* [TAREA PROPUESTA 1] Según el fragmento que sigue, sobre la educación de Jesús, ¿por qué cabe dudar de que asistiera a una escuela rabínica? Responde en una o dos oraciones.

La educación que debió de recibir Jesús fue la que se daba entonces a todos los jóvenes israelitas. Parece que, en esa época, hubo un verdadero ciclo de estudios que nos describe el “Talmud”. Dependían de la sinagoga y los presidía el “hassan”, especie de bedel y de administrador del venerado lugar donde los fieles se reunían.
Los niños repetían a coro versículos de la Escritura hasta sabérselos de corrido. Y así, en hebreo, una misma palabra acabó por significar repetir o aprender. Esta enseñanza explica ciertamente el profundo conocimiento de los textos del Antiguo Testamento que, al llegar a hombre, mostró Jesús, pues las cosas que aprendimos bien en nuestra infancia se graban en nosotros, y el niño judío recibía su formación inicial de la Torá y sólo de la Torá. ¿Llevó Jesús sus estudios más adelante? ¿Fue a alguna de esas escuelas rabínicas como podían encontrarse no lejos de Nazaret?
Nada lo indica y cabe dudarlo, a juzgar por el asombro que mostraron sus propios compatriotas cuando, al inaugurar su ministerio, se reveló más sabio y más instruido de las cosas divinas que “los maestros de Israel” (“Mc.”, 6, 2).
José y María, judíos piadosos, iban a Jerusalén todos los años para la Pascua. ¿Sería ésta la primera vez que llevaban allí a su Hijo?
Durante todo el camino, cantaron el coro de los peregrinos, esos salmos que los antiguos escribieron para llevar el paso. “Alzo a los montes mis ojos. ¿De dónde vendrá mi auxilio?
Mi ayuda viene de Dios, que cielos y tierra hizo” (“Sal.”, 121).
“Nuestros pasos ya llegan a tus puertas, Jerusalén, hasta ti cuyas murallas carecen de brecha, hacia quien suben las tribus poco a poco...” (“Sal.”, 122). Comieron cordero y panes sin levadura y paladearon el vino con hierbas amargas y la roja salsa de la antigua usanza. Y cuando se extinguió el clamor de los postreros “aleluyas”, volviéronse a marchar.

* [TAREA PROPUESTA 2] Reproduce sin cambios las filas de abajo, desde la que contiene "the wooden bleacher" hasta la que contiene "201], [318, 106]]", ambas incluidas.

Datos de anotación de ubicación de objetos:
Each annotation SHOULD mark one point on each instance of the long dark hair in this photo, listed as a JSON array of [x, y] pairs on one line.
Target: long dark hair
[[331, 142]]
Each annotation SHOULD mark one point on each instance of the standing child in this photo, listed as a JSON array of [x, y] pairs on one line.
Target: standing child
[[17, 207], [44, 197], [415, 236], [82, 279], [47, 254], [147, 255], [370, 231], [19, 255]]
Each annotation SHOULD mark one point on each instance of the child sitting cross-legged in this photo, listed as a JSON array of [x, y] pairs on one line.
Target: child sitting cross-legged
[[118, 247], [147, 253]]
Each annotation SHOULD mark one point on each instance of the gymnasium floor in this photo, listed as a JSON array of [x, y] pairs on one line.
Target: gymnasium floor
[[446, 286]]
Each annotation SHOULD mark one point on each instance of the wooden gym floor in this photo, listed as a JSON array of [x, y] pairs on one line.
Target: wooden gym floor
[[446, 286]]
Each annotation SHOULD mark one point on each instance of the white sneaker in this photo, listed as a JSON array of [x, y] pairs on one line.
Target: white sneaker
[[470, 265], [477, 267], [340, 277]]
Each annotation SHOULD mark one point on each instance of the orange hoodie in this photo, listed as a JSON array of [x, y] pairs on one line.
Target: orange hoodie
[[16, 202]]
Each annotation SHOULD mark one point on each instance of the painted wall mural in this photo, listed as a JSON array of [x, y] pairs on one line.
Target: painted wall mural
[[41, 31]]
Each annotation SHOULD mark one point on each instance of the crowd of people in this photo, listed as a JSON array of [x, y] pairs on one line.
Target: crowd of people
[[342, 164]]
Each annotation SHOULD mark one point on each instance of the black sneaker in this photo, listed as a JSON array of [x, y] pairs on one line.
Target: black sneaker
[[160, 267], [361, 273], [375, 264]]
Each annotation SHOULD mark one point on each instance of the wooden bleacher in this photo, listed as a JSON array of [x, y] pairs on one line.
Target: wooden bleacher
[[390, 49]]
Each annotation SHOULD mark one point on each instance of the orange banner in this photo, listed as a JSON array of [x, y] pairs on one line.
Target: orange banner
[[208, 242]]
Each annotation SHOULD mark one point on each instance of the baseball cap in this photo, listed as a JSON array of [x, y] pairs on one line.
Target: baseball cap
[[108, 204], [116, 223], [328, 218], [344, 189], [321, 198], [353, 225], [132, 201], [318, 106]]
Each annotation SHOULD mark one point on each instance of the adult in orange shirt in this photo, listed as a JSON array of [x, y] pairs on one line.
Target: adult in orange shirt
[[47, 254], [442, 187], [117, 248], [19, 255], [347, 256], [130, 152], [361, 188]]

* [RESPUESTA COMPLETA 1] Porque sus propios compatriotas se asombraron cuando, al inaugurar su ministerio, se mostró más sabio y más instruido en las cosas divinas que "los maestros de Israel". Según el fragmento, nada indica que hubiera llevado sus estudios más allá de la formación en la Torá.

* [RESPUESTA COMPLETA 2]
Each annotation SHOULD mark one point on each instance of the wooden bleacher in this photo, listed as a JSON array of [x, y] pairs on one line.
Target: wooden bleacher
[[390, 49]]
Each annotation SHOULD mark one point on each instance of the orange banner in this photo, listed as a JSON array of [x, y] pairs on one line.
Target: orange banner
[[208, 242]]
Each annotation SHOULD mark one point on each instance of the baseball cap in this photo, listed as a JSON array of [x, y] pairs on one line.
Target: baseball cap
[[108, 204], [116, 223], [328, 218], [344, 189], [321, 198], [353, 225], [132, 201], [318, 106]]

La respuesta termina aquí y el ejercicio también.